Image box annotation records ▸
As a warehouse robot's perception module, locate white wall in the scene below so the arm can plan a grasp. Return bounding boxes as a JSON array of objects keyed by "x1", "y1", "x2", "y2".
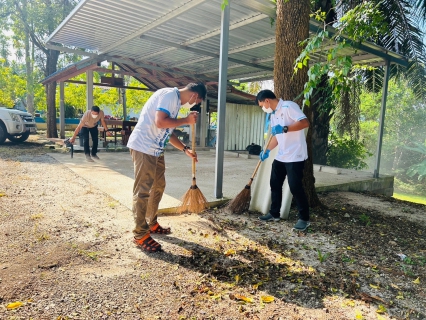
[{"x1": 225, "y1": 103, "x2": 265, "y2": 151}]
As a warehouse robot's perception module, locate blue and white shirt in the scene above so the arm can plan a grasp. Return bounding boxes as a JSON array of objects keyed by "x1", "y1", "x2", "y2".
[
  {"x1": 271, "y1": 99, "x2": 308, "y2": 162},
  {"x1": 127, "y1": 88, "x2": 181, "y2": 157}
]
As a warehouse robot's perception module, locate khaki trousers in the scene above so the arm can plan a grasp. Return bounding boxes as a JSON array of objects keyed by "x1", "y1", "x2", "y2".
[{"x1": 130, "y1": 149, "x2": 166, "y2": 239}]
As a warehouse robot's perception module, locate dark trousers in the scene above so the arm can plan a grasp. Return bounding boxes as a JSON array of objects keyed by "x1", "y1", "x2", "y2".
[
  {"x1": 81, "y1": 126, "x2": 98, "y2": 156},
  {"x1": 270, "y1": 160, "x2": 309, "y2": 221}
]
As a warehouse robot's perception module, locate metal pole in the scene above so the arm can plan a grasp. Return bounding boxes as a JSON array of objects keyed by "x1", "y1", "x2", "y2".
[
  {"x1": 215, "y1": 0, "x2": 231, "y2": 199},
  {"x1": 59, "y1": 81, "x2": 65, "y2": 139},
  {"x1": 199, "y1": 99, "x2": 207, "y2": 148},
  {"x1": 373, "y1": 60, "x2": 390, "y2": 178},
  {"x1": 86, "y1": 70, "x2": 93, "y2": 111}
]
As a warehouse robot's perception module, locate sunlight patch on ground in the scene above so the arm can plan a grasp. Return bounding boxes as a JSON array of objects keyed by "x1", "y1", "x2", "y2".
[{"x1": 393, "y1": 192, "x2": 426, "y2": 204}]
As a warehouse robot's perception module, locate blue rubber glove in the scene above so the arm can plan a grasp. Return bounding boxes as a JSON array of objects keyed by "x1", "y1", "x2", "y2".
[
  {"x1": 259, "y1": 150, "x2": 270, "y2": 161},
  {"x1": 271, "y1": 124, "x2": 284, "y2": 136}
]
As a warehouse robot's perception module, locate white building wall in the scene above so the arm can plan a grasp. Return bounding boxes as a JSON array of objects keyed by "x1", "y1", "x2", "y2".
[{"x1": 225, "y1": 103, "x2": 265, "y2": 151}]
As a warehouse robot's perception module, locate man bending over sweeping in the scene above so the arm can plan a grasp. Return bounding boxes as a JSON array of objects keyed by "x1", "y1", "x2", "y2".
[
  {"x1": 256, "y1": 90, "x2": 310, "y2": 231},
  {"x1": 127, "y1": 83, "x2": 207, "y2": 252}
]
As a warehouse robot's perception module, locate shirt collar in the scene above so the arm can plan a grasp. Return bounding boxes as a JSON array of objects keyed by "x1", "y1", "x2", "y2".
[{"x1": 175, "y1": 87, "x2": 180, "y2": 101}]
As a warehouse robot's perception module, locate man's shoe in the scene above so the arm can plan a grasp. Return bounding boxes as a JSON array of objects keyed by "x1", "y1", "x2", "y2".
[
  {"x1": 293, "y1": 219, "x2": 311, "y2": 231},
  {"x1": 259, "y1": 212, "x2": 280, "y2": 221}
]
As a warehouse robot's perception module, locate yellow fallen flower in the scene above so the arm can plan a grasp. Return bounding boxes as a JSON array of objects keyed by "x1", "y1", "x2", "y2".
[
  {"x1": 260, "y1": 296, "x2": 275, "y2": 303},
  {"x1": 6, "y1": 301, "x2": 23, "y2": 309}
]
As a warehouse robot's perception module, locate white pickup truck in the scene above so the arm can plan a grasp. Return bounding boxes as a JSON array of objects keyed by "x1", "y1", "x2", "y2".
[{"x1": 0, "y1": 107, "x2": 37, "y2": 144}]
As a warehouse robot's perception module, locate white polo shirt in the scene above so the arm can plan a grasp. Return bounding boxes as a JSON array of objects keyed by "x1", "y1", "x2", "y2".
[
  {"x1": 271, "y1": 99, "x2": 308, "y2": 162},
  {"x1": 127, "y1": 88, "x2": 181, "y2": 157}
]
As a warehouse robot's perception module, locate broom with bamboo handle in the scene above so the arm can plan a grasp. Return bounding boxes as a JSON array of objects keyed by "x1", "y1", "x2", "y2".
[
  {"x1": 226, "y1": 130, "x2": 273, "y2": 213},
  {"x1": 177, "y1": 124, "x2": 208, "y2": 213}
]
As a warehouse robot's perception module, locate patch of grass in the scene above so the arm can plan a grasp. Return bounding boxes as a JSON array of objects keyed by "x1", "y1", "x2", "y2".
[
  {"x1": 393, "y1": 192, "x2": 426, "y2": 204},
  {"x1": 317, "y1": 250, "x2": 330, "y2": 263},
  {"x1": 359, "y1": 213, "x2": 371, "y2": 227}
]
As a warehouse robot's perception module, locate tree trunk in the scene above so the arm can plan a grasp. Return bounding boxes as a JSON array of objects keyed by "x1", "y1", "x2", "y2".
[
  {"x1": 22, "y1": 0, "x2": 34, "y2": 115},
  {"x1": 274, "y1": 0, "x2": 320, "y2": 207},
  {"x1": 25, "y1": 28, "x2": 34, "y2": 115},
  {"x1": 311, "y1": 76, "x2": 333, "y2": 165},
  {"x1": 311, "y1": 0, "x2": 336, "y2": 165},
  {"x1": 45, "y1": 49, "x2": 59, "y2": 138}
]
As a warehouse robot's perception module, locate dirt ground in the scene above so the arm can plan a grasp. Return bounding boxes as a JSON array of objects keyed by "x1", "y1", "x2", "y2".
[{"x1": 0, "y1": 136, "x2": 426, "y2": 319}]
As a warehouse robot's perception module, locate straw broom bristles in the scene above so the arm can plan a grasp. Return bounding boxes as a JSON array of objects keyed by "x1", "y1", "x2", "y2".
[{"x1": 177, "y1": 178, "x2": 208, "y2": 213}]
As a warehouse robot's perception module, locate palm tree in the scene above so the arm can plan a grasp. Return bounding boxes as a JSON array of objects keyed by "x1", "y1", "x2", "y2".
[{"x1": 311, "y1": 0, "x2": 426, "y2": 164}]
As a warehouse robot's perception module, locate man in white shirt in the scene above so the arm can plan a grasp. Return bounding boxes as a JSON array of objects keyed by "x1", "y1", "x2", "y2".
[
  {"x1": 127, "y1": 83, "x2": 207, "y2": 252},
  {"x1": 256, "y1": 90, "x2": 310, "y2": 231}
]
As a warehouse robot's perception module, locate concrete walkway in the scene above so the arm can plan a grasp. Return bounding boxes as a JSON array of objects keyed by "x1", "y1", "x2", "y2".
[{"x1": 51, "y1": 150, "x2": 393, "y2": 213}]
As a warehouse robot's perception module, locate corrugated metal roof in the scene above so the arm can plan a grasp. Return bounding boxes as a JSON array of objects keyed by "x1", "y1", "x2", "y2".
[{"x1": 46, "y1": 0, "x2": 407, "y2": 102}]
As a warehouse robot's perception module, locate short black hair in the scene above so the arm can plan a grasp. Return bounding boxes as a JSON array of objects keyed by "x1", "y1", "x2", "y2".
[
  {"x1": 185, "y1": 82, "x2": 207, "y2": 100},
  {"x1": 256, "y1": 89, "x2": 277, "y2": 104}
]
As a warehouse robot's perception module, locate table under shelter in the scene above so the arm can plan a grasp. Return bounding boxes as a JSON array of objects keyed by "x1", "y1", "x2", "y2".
[{"x1": 43, "y1": 0, "x2": 408, "y2": 198}]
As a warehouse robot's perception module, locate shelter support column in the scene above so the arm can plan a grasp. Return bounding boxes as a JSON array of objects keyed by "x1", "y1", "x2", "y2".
[
  {"x1": 373, "y1": 60, "x2": 390, "y2": 178},
  {"x1": 86, "y1": 70, "x2": 93, "y2": 111},
  {"x1": 199, "y1": 99, "x2": 208, "y2": 148},
  {"x1": 120, "y1": 88, "x2": 127, "y2": 121},
  {"x1": 59, "y1": 81, "x2": 65, "y2": 139},
  {"x1": 215, "y1": 1, "x2": 231, "y2": 199}
]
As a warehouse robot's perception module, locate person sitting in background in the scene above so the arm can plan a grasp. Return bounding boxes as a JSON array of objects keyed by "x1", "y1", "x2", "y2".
[{"x1": 70, "y1": 106, "x2": 107, "y2": 162}]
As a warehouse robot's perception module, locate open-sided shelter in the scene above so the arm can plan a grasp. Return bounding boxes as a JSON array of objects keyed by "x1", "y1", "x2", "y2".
[{"x1": 44, "y1": 0, "x2": 408, "y2": 198}]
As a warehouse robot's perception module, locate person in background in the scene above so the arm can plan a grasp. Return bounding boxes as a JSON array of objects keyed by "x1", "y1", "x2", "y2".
[
  {"x1": 127, "y1": 83, "x2": 207, "y2": 252},
  {"x1": 256, "y1": 90, "x2": 310, "y2": 231},
  {"x1": 70, "y1": 106, "x2": 107, "y2": 162}
]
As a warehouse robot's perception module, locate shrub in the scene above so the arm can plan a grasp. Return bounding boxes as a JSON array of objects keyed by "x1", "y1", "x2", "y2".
[{"x1": 327, "y1": 133, "x2": 372, "y2": 170}]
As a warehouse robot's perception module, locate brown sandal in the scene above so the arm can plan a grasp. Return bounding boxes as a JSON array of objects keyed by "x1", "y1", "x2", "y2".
[
  {"x1": 151, "y1": 223, "x2": 172, "y2": 234},
  {"x1": 133, "y1": 235, "x2": 161, "y2": 252}
]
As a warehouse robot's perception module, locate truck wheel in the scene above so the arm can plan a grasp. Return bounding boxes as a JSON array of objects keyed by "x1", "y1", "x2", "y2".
[
  {"x1": 7, "y1": 131, "x2": 30, "y2": 143},
  {"x1": 0, "y1": 121, "x2": 7, "y2": 144}
]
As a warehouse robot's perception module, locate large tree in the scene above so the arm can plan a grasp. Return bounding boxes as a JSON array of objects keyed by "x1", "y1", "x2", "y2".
[
  {"x1": 0, "y1": 0, "x2": 78, "y2": 138},
  {"x1": 311, "y1": 0, "x2": 426, "y2": 164},
  {"x1": 274, "y1": 0, "x2": 320, "y2": 207}
]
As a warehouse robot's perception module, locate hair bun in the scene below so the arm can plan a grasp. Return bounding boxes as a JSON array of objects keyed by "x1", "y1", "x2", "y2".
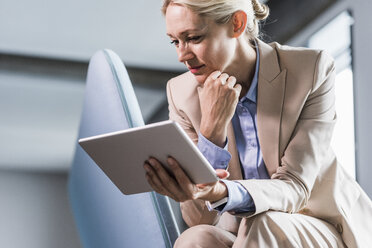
[{"x1": 252, "y1": 0, "x2": 270, "y2": 20}]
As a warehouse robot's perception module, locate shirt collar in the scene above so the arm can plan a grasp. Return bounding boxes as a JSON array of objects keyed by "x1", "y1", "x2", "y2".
[{"x1": 240, "y1": 40, "x2": 260, "y2": 103}]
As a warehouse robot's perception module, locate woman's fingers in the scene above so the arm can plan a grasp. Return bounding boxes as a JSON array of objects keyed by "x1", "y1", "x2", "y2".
[
  {"x1": 216, "y1": 169, "x2": 230, "y2": 179},
  {"x1": 227, "y1": 76, "x2": 236, "y2": 89},
  {"x1": 144, "y1": 162, "x2": 172, "y2": 197},
  {"x1": 167, "y1": 157, "x2": 197, "y2": 199},
  {"x1": 148, "y1": 158, "x2": 186, "y2": 201}
]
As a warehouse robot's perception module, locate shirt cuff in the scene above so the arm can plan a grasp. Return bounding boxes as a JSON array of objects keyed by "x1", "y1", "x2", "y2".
[
  {"x1": 198, "y1": 132, "x2": 231, "y2": 169},
  {"x1": 215, "y1": 180, "x2": 256, "y2": 214}
]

Your instructions ▸ Copy out, word for word, the stretch from the line containing "As a warehouse robot's perception module, locate woman's" through the end of the records.

Full solution ▸
As a warehouse robot's perception module, locate woman's fingers in the scene above so the arm can plan a grasp. Return bounding boxes as a JSON array of objects keyed by "x1", "y1", "x2", "y2".
[
  {"x1": 216, "y1": 169, "x2": 230, "y2": 179},
  {"x1": 227, "y1": 76, "x2": 236, "y2": 89},
  {"x1": 144, "y1": 162, "x2": 172, "y2": 197},
  {"x1": 167, "y1": 157, "x2": 197, "y2": 199},
  {"x1": 148, "y1": 158, "x2": 186, "y2": 201}
]
As a warehouse robot's perception module, locate shirt cuff in the scene above so the arm can plan a grasp. Return bounding boxes as a JSON array of objects keyed by "x1", "y1", "x2", "y2".
[
  {"x1": 198, "y1": 132, "x2": 231, "y2": 169},
  {"x1": 215, "y1": 180, "x2": 256, "y2": 214}
]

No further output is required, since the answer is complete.